■ What to work on
Reproduce all of the data below verbatim, keeping every line and character unchanged.

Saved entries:
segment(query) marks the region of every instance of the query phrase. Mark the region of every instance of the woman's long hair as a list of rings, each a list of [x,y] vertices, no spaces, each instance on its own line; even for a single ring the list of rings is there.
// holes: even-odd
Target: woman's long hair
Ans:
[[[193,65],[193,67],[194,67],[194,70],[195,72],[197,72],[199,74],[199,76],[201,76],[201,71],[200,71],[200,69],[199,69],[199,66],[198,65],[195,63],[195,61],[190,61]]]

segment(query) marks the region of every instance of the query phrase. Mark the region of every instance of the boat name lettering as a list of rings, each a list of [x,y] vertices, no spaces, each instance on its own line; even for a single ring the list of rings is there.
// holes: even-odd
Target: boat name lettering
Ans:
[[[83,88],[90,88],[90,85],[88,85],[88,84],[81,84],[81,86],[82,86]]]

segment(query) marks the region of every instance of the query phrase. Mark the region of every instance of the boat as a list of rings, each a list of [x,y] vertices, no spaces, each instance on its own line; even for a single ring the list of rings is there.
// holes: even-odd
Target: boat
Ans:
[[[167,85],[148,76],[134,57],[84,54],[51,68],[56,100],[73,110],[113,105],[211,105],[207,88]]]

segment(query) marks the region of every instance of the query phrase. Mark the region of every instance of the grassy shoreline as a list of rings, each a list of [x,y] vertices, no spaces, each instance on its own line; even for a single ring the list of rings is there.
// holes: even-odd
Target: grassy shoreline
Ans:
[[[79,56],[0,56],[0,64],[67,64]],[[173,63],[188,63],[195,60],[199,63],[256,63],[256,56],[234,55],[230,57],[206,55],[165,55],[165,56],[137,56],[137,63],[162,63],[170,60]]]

■ Solved exercise
segment(query) marks the region of every instance of the query phrase. Mark the region of every instance of the woman's long hair as a list of rings, each a list of [x,y] vertices, no spaces, each instance on its own line; even for a single ring the list of rings is there.
// holes: even-odd
Target: woman's long hair
Ans:
[[[193,65],[193,67],[194,67],[194,70],[195,72],[197,72],[199,74],[199,76],[201,76],[201,71],[200,71],[200,69],[199,69],[199,66],[198,65],[195,63],[195,61],[190,61]]]

segment(query) marks the region of every instance of the query phrase. Mark the region of every instance of the boat name lettering as a list of rings, each a list of [x,y] vertices, no spaces, each instance on its own line; even for a single ring the list of rings is there.
// holes: even-odd
Target: boat name lettering
Ans:
[[[83,88],[90,88],[90,85],[88,85],[88,84],[81,84],[81,86],[82,86]]]

segment(query) marks the region of every instance of the query phrase. Mark the region of every instance of the boat as a list of rings, each a list of [x,y] vertices, no spaces, each instance on its own line; even for a single ring the list of rings is there.
// holes: even-odd
Target: boat
Ans:
[[[167,85],[148,76],[134,57],[84,54],[51,68],[56,100],[73,110],[113,105],[211,105],[207,88]]]

segment(query) marks the region of every instance of the query phrase. Mark the region of every instance of the grassy shoreline as a list of rings, each a list of [x,y] vertices, no spaces, each instance on its own line; even for a single ring the list of rings is there.
// holes: even-odd
Target: grassy shoreline
Ans:
[[[79,56],[0,56],[0,64],[67,64]],[[173,63],[188,63],[195,60],[199,63],[256,63],[256,56],[234,55],[230,57],[206,55],[165,55],[165,56],[137,56],[137,63],[162,63],[170,60]]]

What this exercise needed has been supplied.